__Given data__:
* * *

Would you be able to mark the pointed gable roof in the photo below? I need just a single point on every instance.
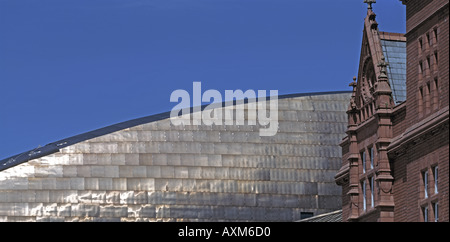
(375, 47)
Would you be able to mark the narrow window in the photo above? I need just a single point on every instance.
(371, 157)
(428, 97)
(420, 100)
(436, 212)
(364, 195)
(425, 183)
(436, 85)
(435, 32)
(372, 203)
(436, 172)
(363, 158)
(425, 214)
(420, 44)
(435, 58)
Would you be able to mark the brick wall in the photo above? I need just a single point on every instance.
(423, 18)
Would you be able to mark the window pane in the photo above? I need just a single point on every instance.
(436, 179)
(364, 195)
(363, 157)
(425, 183)
(371, 158)
(425, 214)
(436, 212)
(371, 192)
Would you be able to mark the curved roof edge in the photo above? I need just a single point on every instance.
(56, 146)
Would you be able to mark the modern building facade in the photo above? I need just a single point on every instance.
(395, 154)
(150, 170)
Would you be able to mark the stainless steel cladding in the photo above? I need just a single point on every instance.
(155, 171)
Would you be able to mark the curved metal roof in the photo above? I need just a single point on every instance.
(56, 146)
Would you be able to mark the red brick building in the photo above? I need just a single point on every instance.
(396, 153)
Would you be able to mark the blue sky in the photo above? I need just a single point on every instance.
(72, 66)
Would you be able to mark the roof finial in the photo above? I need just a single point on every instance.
(369, 3)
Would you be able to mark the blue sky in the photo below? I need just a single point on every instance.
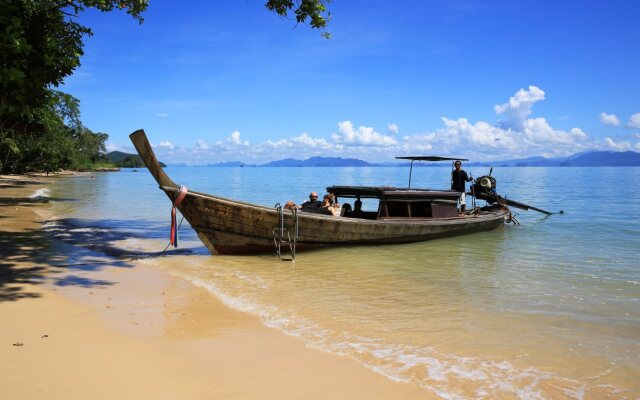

* * *

__What you have to do__: Each line of the listing above belongs in the answer exactly as written; the pictures do not.

__Solution for this problem__:
Would you be able to mark the pointed gable roof in the photo below? I need just a single point on every instance.
(375, 47)
Would you be able to mark the narrow window in the photo above? I need just a single point on every instance.
(371, 157)
(428, 97)
(420, 100)
(436, 212)
(364, 195)
(425, 183)
(436, 85)
(435, 32)
(372, 203)
(436, 172)
(363, 158)
(425, 214)
(420, 44)
(435, 58)
Would you be able to mark the brick wall in the photo above? I need just a single point on every instance.
(423, 18)
Would you be able to mark the window pane in the photo above? I need just a single point on every instance.
(436, 179)
(364, 195)
(363, 157)
(425, 183)
(371, 158)
(425, 214)
(436, 212)
(371, 192)
Would you be able to mark the curved roof edge in the photo above? I need just a single point on every instance.
(56, 146)
Would you be able to mark the modern building facade in the photo above? I need just a single point on every instance.
(395, 154)
(150, 170)
Would you be able to mark the stainless steel cladding in the photo above? I need just a single point on every instance.
(155, 171)
Would you be able to mark the curved metal roof in the photo above? I need just a single point on every instance.
(56, 146)
Would you be able to mark the red brick building in the photo above? I need just a single point on every instance.
(396, 153)
Would you be able to mark the blue sky in the photo above? I need just a single point on every instance.
(72, 66)
Would you be able to mark the roof finial in the photo above? I need just a single point on every instance.
(369, 3)
Would you be able to mark the blue sky in the photo below? I need just a single point on every instance.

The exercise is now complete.